● Problem statement
Reproduce the complete listing without any deviation.

● Data supplied
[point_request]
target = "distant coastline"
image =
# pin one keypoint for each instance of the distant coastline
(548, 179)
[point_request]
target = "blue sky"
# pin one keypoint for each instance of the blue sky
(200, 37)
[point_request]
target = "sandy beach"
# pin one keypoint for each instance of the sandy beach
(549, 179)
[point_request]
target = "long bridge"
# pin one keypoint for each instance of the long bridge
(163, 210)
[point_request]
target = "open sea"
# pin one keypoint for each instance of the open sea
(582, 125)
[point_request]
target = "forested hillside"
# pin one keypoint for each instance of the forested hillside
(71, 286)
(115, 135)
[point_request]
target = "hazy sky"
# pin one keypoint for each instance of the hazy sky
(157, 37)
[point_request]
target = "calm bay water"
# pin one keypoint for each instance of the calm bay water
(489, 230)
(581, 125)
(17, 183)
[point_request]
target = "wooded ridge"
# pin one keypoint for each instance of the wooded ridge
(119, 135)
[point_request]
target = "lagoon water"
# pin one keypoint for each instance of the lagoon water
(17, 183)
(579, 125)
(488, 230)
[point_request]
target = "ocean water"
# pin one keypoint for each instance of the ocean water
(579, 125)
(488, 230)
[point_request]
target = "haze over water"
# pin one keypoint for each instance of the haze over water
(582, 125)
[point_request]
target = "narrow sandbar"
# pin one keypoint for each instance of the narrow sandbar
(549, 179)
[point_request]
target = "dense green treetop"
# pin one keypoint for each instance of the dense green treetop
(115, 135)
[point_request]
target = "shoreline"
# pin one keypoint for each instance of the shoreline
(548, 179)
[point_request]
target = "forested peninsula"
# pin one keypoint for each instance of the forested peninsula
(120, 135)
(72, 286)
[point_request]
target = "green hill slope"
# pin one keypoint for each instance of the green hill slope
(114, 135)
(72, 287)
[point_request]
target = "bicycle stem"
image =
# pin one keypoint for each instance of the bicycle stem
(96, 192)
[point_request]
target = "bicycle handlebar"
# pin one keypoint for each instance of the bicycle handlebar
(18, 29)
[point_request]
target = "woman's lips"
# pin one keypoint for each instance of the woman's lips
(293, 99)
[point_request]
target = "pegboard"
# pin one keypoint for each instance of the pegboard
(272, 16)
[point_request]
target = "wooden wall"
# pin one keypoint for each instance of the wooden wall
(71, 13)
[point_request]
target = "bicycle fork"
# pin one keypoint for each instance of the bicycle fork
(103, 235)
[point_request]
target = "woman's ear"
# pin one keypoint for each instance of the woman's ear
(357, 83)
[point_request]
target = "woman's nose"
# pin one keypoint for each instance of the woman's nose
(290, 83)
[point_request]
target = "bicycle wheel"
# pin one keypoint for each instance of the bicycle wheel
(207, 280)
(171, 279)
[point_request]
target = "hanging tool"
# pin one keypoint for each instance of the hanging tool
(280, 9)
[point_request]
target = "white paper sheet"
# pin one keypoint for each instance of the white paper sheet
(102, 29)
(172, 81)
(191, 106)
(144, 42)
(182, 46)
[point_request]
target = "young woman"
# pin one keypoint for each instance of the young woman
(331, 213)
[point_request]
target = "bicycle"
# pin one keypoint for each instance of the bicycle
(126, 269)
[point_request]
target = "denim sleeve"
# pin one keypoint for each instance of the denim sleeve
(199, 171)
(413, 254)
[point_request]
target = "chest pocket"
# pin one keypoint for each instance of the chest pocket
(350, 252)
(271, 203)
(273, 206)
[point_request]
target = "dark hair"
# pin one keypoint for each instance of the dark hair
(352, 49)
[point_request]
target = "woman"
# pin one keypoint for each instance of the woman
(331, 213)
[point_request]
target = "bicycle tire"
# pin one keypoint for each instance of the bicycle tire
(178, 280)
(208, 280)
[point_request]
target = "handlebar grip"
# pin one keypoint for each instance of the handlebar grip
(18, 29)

● Solved problem
[point_request]
target = "distant coastline"
image =
# pin one keypoint for each instance of the distant coastline
(548, 179)
[point_request]
target = "blue sky"
# pin one keypoint for each instance of the blue sky
(200, 37)
[point_request]
target = "sandy beach"
# pin one keypoint for each instance of the sandy beach
(549, 179)
[point_request]
target = "long bridge"
# pin one keypoint for each instance of the long bridge
(163, 210)
[point_request]
target = "open sea"
# pin one keypoint for each instance of the open sea
(582, 125)
[point_request]
target = "forested hillside"
# pin one keypoint for each instance of the forested hillside
(71, 286)
(115, 135)
[point_request]
target = "hazy sky"
# pin one keypoint for each instance of the hazy sky
(157, 37)
[point_request]
target = "calm bay water"
# pin one keypoint for each instance of the calm bay water
(489, 230)
(581, 125)
(17, 183)
[point_request]
target = "wooded ridge"
# pin one keypoint for each instance of the wooded ridge
(119, 135)
[point_request]
target = "lagoon water"
# pin one keypoint for each instance of the lagoon water
(17, 183)
(579, 125)
(488, 230)
[point_request]
target = "ocean water"
# pin one keypoint for each instance of the ocean water
(579, 125)
(488, 230)
[point_request]
target = "haze over water"
# pin one keypoint for each instance of the haze over water
(582, 125)
[point_request]
target = "narrow sandbar"
# pin one keypoint for each instance of the narrow sandbar
(549, 179)
[point_request]
target = "dense green treetop"
# pin one keypoint for each instance of the dense green treetop
(115, 135)
[point_request]
target = "shoreline"
# pin one keypoint for each instance of the shoreline
(548, 179)
[point_request]
target = "forested peninsula"
# pin one keypoint for each instance of the forested peninsula
(120, 135)
(72, 286)
[point_request]
target = "green hill slope"
# pin one keypoint for each instance of the green hill slope
(114, 135)
(72, 287)
[point_request]
target = "bicycle stem"
image =
# pin one keypoint for each instance of the bicycle stem
(96, 192)
[point_request]
target = "bicycle handlebar"
# pin one keypoint for each instance of the bicycle handlebar
(18, 29)
[point_request]
target = "woman's lips"
# pin one keypoint for each instance of the woman's lips
(293, 99)
[point_request]
target = "pegboard"
# pin one keypoint for each instance of the pegboard
(272, 16)
[point_request]
target = "wooden wall"
# pin one keypoint for each instance of the wooden wall
(71, 13)
[point_request]
target = "bicycle fork"
# pin one keypoint for each instance of the bicycle fork
(103, 235)
[point_request]
target = "woman's ear"
# pin one keypoint for each instance of the woman's ear
(357, 83)
[point_request]
target = "woman's nose"
# pin one keypoint for each instance of the woman's nose
(290, 83)
[point_request]
target = "bicycle wheel"
# pin one keypoint for each instance of the bicycle wheel
(207, 280)
(171, 279)
[point_request]
target = "hanging tool"
# pin one keypoint for each instance of the hanging tool
(280, 9)
[point_request]
target = "white paper sheet"
# pin one keypoint for each instance of the white paper sheet
(102, 29)
(172, 81)
(191, 106)
(144, 42)
(182, 46)
[point_request]
target = "young woman"
# pin one keypoint for each instance of the young woman
(331, 213)
[point_request]
target = "bicycle"
# pin one keypoint for each instance of the bicycle
(126, 269)
[point_request]
target = "denim sleeve"
# pin one keypoint for each instance of the denim sleeve
(199, 171)
(413, 254)
[point_request]
target = "chest pocket"
# pin one keypoint for each instance of the chest pocket
(350, 252)
(271, 203)
(273, 206)
[point_request]
target = "dark hair"
# pin one keypoint for each instance of the dark hair
(352, 49)
[point_request]
target = "woman"
# pin one keypoint for each instance of the woman
(331, 213)
[point_request]
target = "bicycle tire"
# pin one keypoint for each instance of the bicycle tire
(178, 280)
(208, 280)
[point_request]
target = "handlebar grip"
# pin one keypoint for each instance of the handlebar grip
(18, 29)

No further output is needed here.